**THE EXERCISE:** Pick out each line in the data below that contains the word "earring" and copy it.

**SUPPLIED DATA:**
☆ ☆ ☆

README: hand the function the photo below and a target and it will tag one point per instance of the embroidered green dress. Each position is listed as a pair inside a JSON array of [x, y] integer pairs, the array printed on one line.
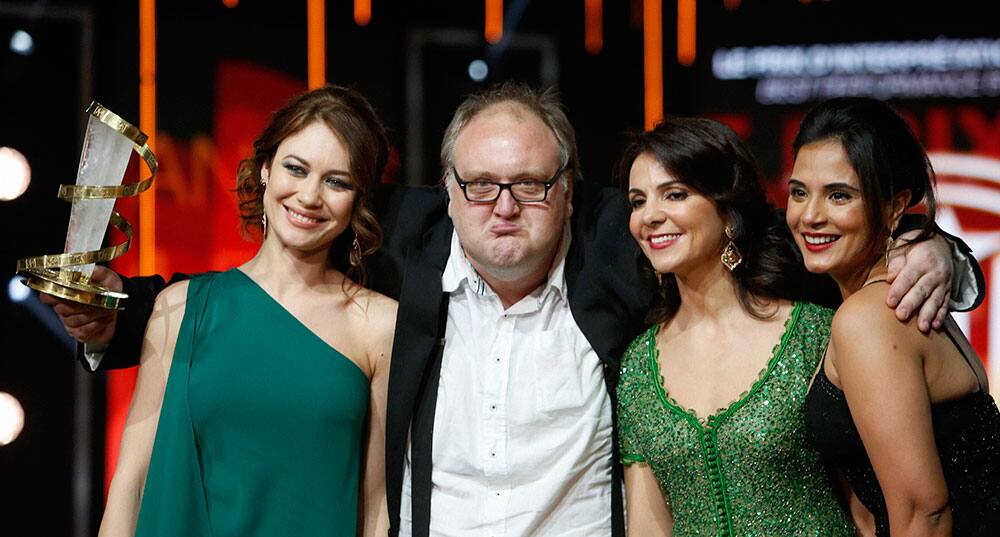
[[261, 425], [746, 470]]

☆ ☆ ☆

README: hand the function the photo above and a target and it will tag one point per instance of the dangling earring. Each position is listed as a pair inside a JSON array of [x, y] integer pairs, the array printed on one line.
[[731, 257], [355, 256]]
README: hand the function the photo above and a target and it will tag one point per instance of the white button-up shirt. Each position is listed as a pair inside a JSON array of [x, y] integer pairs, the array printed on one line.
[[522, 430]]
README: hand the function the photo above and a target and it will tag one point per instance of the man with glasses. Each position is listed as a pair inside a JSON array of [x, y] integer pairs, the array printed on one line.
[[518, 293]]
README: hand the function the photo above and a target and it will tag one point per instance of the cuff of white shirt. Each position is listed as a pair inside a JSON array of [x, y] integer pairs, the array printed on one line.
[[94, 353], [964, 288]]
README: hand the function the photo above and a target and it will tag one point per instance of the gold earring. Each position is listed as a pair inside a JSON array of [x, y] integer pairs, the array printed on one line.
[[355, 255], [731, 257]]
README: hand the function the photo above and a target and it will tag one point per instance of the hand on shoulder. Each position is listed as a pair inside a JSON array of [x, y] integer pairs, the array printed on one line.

☆ ☆ ☆

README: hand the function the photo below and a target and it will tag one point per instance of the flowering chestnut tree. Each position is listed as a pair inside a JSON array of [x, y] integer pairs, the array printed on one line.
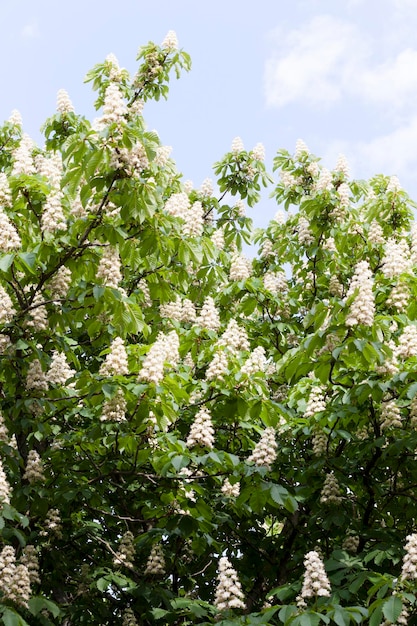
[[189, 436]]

☆ ☆ ☆

**ANSWER TO THE TASK:**
README: hand the function the photo above and a target and it will tag one point per instance of the dangling earring. Each position is listed as a pair inside a JSON array of [x, y] integer pairs, the array printed on one line.
README: hand the function the photo above and a target and it will tag one point per instance of the gold earring. Each position is listed as a pair inside a JSON array of [x, y] integer pairs, the array printed on one line.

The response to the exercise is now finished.